Records from a collection
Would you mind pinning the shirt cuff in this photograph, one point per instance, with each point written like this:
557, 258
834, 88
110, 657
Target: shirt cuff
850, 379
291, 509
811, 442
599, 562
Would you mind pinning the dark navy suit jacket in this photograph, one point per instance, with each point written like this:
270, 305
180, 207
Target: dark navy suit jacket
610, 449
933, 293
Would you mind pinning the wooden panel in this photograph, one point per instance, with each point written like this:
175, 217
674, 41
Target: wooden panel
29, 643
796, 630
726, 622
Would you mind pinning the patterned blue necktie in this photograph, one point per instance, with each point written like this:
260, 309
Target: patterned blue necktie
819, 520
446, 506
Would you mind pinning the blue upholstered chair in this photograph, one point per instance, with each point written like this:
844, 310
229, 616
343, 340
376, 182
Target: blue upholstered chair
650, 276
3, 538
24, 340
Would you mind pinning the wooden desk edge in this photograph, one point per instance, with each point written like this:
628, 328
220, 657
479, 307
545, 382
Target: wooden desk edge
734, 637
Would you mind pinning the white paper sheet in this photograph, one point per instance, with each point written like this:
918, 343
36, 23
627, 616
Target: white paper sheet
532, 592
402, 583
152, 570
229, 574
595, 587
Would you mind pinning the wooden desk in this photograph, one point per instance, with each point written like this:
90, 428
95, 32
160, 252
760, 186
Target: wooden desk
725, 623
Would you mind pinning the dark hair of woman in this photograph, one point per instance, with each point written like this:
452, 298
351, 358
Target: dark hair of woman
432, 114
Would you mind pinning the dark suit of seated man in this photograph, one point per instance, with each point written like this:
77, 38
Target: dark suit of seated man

Your task
Return only what runs from the line containing "Would you mind pinning the wooden desk in" to the last line of the records above, both ends included, exactly as written.

Result of the exercise
Would you mind pinning the wooden desk in this photograph, one point per instance, with each point written like this:
90, 428
95, 32
160, 252
760, 186
Target: wooden desk
725, 623
Would you mind pinning the dark hair of woman in this photograph, one point per instance, with each point written like this:
452, 298
351, 358
Target: dark hair of woman
432, 114
Would you mind pinning the dark suit of seated man in this photograph, one point per instance, with each point written like this:
77, 38
Target: dark suit of seated man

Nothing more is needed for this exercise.